■ **EXERCISES TO COMPLETE**
A) According to the story about Howard Kelly, what did Dr. Kelly ask the business office to do with the final bill?
B) Continue the story about Howard Kelly from its final line, adding the next part of the narrative.

He said, "Then I thank you from my heart."
As Howard Kelly left that house, he not only felt stronger physically, but his faith in God and man was strong also. He had been ready to give up and quit.
Years later that young woman became critically ill. The local doctors were baffled. They finally sent her to the big city, where they called in specialists to study her rare disease. Dr. Howard Kelly was called in for the consultation.
When he heard the name of the town she came from, a strange light filled his eyes. Immediately he rose and went down the hall of the hospital to her room. Dressed in his doctor's gown, he went in to see her. He recognized her at once. He went back to the consultation room determined to do his best to save her life. From that day he gave special attention to the case.
After a long struggle, the battle was won. Dr. Kelly requested the business office to pass the final bill to him for approval. He looked at it, then wrote something on the edge and the bill was sent to her room. She feared to open it, for she was sure it would take the rest of her life to pay for it all. Finally she looked, and something caught her attention on the side of the bill. She read these words:
PAID IN FULL WITH ONE GLASS OF MILK.

■ **LISTED RECORDS**
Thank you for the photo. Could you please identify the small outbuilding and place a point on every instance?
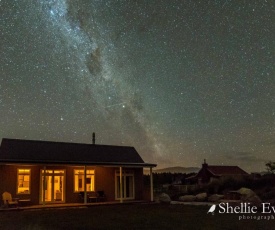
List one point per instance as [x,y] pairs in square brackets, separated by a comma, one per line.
[209,172]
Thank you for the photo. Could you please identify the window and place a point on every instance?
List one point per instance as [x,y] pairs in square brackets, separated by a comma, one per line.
[128,188]
[23,181]
[79,180]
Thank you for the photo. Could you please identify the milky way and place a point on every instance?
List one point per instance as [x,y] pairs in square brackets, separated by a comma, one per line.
[180,81]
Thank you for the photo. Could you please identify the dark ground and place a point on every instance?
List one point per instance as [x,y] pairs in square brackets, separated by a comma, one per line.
[129,216]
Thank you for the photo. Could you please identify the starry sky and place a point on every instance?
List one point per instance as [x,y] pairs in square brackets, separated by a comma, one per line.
[181,81]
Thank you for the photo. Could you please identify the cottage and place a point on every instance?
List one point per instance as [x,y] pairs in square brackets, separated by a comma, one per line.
[209,172]
[45,172]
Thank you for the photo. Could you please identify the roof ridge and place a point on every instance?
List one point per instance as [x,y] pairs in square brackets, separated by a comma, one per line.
[62,142]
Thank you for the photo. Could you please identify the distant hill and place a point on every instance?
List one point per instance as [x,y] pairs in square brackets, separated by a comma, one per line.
[175,170]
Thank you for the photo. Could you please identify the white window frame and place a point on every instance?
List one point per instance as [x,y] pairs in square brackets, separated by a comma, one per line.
[87,174]
[24,174]
[117,187]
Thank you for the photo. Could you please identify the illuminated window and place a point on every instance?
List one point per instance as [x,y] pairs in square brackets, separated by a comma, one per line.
[79,180]
[23,181]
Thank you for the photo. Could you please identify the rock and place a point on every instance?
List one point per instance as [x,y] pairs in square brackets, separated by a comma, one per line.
[164,198]
[201,196]
[247,195]
[215,198]
[187,198]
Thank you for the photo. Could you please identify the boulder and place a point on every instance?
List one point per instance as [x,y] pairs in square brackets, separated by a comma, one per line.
[201,196]
[187,198]
[164,198]
[215,198]
[247,195]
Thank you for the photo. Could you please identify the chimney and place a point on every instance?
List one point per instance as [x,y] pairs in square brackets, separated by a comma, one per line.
[93,138]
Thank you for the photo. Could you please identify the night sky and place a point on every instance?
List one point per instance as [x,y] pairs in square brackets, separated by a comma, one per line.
[181,81]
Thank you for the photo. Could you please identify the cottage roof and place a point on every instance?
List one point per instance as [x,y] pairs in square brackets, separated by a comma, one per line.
[225,170]
[48,152]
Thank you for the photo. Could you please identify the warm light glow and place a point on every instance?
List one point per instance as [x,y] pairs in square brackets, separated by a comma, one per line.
[23,181]
[79,180]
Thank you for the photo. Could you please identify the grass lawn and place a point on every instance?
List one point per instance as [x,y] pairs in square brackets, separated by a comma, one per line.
[129,216]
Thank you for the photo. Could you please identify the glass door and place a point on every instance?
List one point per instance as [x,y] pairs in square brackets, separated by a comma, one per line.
[128,188]
[53,186]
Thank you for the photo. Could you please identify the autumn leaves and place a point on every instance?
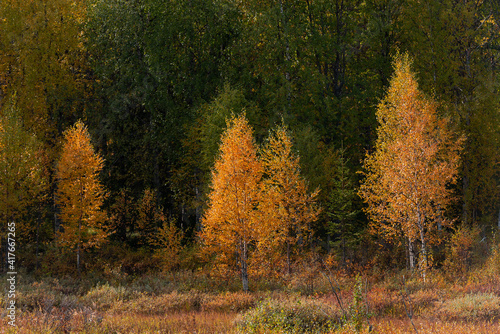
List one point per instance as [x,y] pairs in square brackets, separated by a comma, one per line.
[80,194]
[259,211]
[259,205]
[415,160]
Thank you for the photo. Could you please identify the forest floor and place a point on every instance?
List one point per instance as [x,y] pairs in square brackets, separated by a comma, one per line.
[321,304]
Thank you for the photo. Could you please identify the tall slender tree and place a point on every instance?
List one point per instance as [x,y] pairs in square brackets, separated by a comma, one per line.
[416,156]
[231,224]
[80,194]
[288,208]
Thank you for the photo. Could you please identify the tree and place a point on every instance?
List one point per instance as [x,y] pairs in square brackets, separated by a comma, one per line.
[230,223]
[341,207]
[416,157]
[288,209]
[80,194]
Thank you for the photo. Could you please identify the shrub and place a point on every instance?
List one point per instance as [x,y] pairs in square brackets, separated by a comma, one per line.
[471,307]
[290,316]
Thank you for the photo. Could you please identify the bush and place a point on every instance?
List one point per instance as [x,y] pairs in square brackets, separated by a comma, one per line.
[289,316]
[483,306]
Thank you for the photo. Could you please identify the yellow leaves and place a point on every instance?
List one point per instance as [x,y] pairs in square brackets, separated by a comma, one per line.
[80,194]
[230,216]
[416,156]
[244,207]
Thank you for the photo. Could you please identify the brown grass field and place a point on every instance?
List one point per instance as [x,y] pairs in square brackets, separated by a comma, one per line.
[392,304]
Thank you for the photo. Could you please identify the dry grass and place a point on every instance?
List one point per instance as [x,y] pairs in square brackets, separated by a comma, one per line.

■ **ANSWERS TO THIS EXERCISE**
A) Pass the final bill to him for approval.

B)
(Signed) Dr. Howard Kelly
Tears of joy flooded her eyes as her happy heart prayed: "Thank You, God, that Your love is shed abroad through human hearts and hands."
Note: This is one of those well-traveled stories -- its exact origin is unknown. As is often the case, someone fictionalized some of the details, but it is essentially a true event.
The truthorfiction.com website (http://www.truthorfiction.com/rumors/oneglassofmilk.htm) states that Dr. Howard Kelly was a distinguished physician who in 1895 founded the division of Gynecologic Oncology at Johns Hopkins University. According to Dr. Kelly's biographer, Audrey Davis, the doctor was on a walking trip through northern Pennsylvania one spring day when he stopped by a farmhouse for a drink of water. A little girl answered his knock at the door, and instead of water brought him a glass of fresh milk. He visited with her briefly, then went on his way. Sometime after that, the little girl came to him as a patient and needed surgery. After the surgery, the bill was brought to her room and on it were the words "Paid in full with one glass of milk."
Dr. Kelly was quite a colorful character -- in addition to being a skilled surgeon who invented numerous medical devices, he was a reptile collector and a bible-thumping Christian who read the good book in the original Greek and Hebrew and called a prayer meeting before every operation. You can read more about him at http://www.mostlyweb.com/portfolio/hopkins/jhPages/kelly.html.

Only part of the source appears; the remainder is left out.